» What is being asked
Output, please, every line from the line that holds "the courtyard, which" to the end, exactly as written.

* start Exercise data *

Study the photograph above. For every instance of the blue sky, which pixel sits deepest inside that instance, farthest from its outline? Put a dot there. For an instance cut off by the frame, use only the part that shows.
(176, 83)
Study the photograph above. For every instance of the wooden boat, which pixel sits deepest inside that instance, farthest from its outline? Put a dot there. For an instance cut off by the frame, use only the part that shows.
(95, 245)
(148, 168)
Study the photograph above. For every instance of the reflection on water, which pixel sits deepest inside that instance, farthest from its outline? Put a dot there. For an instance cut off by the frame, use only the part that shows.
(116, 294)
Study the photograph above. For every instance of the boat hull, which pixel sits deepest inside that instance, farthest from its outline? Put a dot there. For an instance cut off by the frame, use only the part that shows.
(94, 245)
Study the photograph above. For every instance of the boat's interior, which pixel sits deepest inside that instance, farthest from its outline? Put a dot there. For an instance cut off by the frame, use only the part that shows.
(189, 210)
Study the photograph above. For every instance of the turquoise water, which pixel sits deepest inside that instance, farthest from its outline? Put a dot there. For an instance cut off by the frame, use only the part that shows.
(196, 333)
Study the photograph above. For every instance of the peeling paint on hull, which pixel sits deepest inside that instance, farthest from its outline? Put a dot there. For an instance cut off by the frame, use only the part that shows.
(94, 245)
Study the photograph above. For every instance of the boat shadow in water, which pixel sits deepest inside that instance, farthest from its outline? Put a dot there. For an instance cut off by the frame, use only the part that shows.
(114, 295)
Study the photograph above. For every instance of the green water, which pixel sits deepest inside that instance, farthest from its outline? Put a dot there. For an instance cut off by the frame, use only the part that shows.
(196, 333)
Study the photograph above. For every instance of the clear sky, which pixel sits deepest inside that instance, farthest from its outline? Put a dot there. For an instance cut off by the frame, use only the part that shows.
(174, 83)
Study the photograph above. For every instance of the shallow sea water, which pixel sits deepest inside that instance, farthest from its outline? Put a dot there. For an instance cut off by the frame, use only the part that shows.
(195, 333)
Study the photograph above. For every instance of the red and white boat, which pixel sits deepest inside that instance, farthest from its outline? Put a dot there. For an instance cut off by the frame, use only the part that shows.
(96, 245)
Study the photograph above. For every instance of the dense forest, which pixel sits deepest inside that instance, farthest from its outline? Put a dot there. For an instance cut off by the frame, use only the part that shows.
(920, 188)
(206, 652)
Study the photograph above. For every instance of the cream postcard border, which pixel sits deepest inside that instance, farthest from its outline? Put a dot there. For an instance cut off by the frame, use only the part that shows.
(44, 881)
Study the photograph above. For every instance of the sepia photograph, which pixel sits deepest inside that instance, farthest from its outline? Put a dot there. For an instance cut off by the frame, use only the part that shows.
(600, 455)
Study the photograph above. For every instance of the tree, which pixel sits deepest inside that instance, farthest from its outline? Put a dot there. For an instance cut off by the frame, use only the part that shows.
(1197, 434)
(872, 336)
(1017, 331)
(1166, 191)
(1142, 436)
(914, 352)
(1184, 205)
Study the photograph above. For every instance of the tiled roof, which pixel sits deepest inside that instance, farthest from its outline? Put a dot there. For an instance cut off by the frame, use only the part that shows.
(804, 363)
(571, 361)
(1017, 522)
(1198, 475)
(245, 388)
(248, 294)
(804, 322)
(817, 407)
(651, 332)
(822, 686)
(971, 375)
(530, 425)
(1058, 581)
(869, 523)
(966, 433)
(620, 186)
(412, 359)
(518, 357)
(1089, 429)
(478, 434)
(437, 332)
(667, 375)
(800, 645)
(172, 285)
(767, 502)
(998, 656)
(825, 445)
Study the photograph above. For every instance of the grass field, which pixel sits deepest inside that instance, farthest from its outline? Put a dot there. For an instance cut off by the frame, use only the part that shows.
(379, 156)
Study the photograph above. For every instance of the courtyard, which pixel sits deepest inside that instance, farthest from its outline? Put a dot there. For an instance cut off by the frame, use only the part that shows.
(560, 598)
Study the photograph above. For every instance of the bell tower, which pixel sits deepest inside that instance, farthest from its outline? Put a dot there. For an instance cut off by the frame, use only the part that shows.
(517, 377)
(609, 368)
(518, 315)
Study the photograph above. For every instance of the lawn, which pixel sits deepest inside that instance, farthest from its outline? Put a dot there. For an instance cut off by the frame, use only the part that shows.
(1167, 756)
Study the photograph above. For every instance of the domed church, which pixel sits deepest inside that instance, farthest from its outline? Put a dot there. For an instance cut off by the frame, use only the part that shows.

* end Exercise data *

» Exercise output
Study the photograph above. For every instance of the courtyard, which pixel sits deepest inside that instance, farthest from its outline? Put a dot there. For an instance cut off by the frame, use only the part that shows.
(560, 598)
Study the photograph above. For every instance of the bell tower, which pixel sits deepest inside that instance, farthest from its outline? Put a dot there. For an instance cut off by the frame, use only the part that shows.
(517, 377)
(609, 368)
(518, 315)
Study the photograph above. For every instance of the lawn, which pixel sits deepest inside that instance, farthest from its outline? Put a dot there. For an instance cut off by the frame, use only the part that shows.
(1167, 756)
Study the photograph above. For every instance of the domed church, which pixel sits deepest inside that instance, farthest from its outline? Put a dot there. For an instance cut off by the frame, use only the part that shows.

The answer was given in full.